Quoted text:

Federal officials are pointing fingers at one another over a ludicrous plan to infiltrate Mexican drug smuggling groups that went totally awry. Under Operation Fast and Furious, the Alcohol, Tobacco and Firearms Bureau allowed top Mexican drug dealers to purchase weapons, hoping to trace them back to kingpins. They lost track of these weapons, some of which were later found at the scene of violent crimes. The ATF’s chief is blaming the FBI and Drug Enforcement Administration for not notifying it adequately of the armed dealers who happened to be informants of the latter two agencies. So we have two federal law enforcement organizations keeping poor tabs on drug dealers with whom they’re in cahoots and another U.S. law enforcement organization allowing these people to get weapons in a totally misguided attempt to find and stop criminal higher ups.

Of course, this only scratches the surface. Under Obama, U.S. financing of the Mexican drug warriors has reached record heights. Obama asked for $15 billion last year—far, far more than was spent under the Bush administration. And it is this overt activity, along with domestic drug war enforcement, far more than the ATF’s covert shenanigans, that is the real problem.

In the last five years, over 37,000 have died in Mexico’s drug violence. And many Mexicans recognize the ultimate cause: Drug prohibition. It was not a big news story in the United States, but a few months ago thousands of Mexicans took to the streets protesting the drug policy being enforced by Mexican authorities and sponsored, actually imposed, by Washington, DC.

It is the ban on drugs that causes drug violence. It really is as simple as that. Just as alcohol prohibition led to turf wars and Al Capone and organized crime, prohibitions on other substances lead to similar black market violence. But it is much worse in the case of the war on cocaine, heroin, marijuana, and other illicit drugs than it ever was with alcohol prohibition, because the U.S. government has effectively strongarmed and bribed the rest of the world in support of its utopian and impossible crusade to rid the world of drugs. This has skewered U.S. diplomacy to the most degenerate depths. In Afghanistan, the U.S. was sending tens of millions of dollars, all the way up through 2001, to the Taliban in support of its was in opium. In Thailand, the U.S. government supported the regime as it conducted a policy of outright murdering drug suspects by the thousands. In Colombia, the U.S. has poisoned peasants’ food crops in an effort to stamp out cocaine. Perhaps Mexico is just the worst example of Washington’s horrendous drug policy spreading the bloodshed internationally.

Listing:

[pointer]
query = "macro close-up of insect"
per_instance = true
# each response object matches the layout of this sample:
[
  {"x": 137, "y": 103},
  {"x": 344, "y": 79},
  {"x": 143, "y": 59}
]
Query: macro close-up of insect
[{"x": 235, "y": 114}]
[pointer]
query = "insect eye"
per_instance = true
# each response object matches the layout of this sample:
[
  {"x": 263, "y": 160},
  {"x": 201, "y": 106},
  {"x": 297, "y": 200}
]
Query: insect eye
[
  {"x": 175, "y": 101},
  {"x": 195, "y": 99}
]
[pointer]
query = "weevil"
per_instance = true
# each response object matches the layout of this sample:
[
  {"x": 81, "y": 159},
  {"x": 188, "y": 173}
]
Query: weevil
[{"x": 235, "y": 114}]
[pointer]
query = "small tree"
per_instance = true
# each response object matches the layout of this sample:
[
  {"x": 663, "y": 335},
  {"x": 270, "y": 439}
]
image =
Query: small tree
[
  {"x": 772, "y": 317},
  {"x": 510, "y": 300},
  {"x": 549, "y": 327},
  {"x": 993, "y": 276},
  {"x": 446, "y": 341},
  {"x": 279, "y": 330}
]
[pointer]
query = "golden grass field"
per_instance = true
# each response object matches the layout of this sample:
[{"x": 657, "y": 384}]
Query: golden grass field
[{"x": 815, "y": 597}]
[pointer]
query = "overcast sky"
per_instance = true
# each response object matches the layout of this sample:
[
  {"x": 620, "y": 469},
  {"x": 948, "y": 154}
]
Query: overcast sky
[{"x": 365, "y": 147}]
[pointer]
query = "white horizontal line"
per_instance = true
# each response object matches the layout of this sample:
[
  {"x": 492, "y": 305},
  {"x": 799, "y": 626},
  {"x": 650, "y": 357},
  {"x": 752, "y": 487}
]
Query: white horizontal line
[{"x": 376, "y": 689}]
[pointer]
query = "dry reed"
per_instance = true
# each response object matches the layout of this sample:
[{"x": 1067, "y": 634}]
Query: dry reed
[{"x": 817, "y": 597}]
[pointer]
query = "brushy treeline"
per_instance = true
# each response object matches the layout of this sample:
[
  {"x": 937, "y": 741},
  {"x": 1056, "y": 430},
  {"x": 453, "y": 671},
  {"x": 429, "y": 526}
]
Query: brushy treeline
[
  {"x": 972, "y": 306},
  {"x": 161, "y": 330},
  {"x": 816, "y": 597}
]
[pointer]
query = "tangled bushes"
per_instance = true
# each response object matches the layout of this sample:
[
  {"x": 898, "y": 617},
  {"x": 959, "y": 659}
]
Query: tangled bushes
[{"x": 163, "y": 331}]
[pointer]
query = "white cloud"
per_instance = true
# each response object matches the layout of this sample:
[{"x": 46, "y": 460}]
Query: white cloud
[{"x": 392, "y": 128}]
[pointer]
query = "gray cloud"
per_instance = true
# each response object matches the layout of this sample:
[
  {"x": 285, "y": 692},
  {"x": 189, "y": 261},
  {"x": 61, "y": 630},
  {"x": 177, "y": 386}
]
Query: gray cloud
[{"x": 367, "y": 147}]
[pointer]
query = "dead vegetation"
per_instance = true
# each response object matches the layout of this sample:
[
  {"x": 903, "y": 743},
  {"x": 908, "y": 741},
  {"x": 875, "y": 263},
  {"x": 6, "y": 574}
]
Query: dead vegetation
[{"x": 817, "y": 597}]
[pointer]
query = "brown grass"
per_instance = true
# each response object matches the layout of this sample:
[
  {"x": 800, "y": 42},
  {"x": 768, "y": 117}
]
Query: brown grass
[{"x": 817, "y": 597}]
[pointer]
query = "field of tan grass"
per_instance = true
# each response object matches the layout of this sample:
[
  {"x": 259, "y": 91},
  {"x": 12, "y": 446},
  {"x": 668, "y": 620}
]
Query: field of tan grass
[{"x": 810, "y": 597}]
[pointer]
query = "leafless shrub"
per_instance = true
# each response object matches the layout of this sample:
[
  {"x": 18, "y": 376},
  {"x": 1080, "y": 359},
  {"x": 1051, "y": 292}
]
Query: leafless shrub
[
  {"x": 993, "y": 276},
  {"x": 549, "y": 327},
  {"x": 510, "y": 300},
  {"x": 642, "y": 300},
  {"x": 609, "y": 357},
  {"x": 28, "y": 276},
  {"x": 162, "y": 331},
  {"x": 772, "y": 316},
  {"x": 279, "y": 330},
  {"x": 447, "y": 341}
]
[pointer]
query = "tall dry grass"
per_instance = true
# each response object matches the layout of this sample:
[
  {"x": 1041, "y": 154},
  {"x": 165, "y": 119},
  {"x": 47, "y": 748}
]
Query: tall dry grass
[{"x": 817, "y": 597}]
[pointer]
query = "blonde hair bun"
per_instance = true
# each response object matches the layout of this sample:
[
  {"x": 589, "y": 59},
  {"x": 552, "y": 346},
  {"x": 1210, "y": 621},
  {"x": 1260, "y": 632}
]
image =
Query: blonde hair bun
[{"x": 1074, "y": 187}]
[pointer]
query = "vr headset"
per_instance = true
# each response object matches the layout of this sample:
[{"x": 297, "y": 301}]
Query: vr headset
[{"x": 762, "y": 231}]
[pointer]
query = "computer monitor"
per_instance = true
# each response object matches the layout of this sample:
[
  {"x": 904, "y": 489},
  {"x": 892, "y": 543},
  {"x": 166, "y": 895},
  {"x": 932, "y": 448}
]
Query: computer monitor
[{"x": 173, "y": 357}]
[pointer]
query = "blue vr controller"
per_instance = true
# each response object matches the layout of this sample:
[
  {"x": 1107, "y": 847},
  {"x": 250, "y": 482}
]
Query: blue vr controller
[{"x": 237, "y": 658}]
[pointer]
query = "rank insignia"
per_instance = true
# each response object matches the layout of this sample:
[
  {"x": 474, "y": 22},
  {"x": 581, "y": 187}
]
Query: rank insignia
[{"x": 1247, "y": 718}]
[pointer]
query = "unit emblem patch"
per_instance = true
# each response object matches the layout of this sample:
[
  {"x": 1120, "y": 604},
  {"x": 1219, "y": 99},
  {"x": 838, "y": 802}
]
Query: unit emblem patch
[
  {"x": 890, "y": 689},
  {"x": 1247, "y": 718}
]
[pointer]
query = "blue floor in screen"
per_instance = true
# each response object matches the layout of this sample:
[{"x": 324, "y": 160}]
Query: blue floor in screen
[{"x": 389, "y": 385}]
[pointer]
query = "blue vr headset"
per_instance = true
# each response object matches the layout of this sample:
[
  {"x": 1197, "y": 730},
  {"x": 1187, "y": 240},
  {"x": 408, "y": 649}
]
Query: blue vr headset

What is being asked: Copy the drug war text from "In the last" through "by Washington, DC.", changing "protesting" to "opposing".

Output of the exercise:
In the last five years, over 37,000 have died in Mexico’s drug violence. And many Mexicans recognize the ultimate cause: Drug prohibition. It was not a big news story in the United States, but a few months ago thousands of Mexicans took to the streets opposing the drug policy being enforced by Mexican authorities and sponsored, actually imposed, by Washington, DC.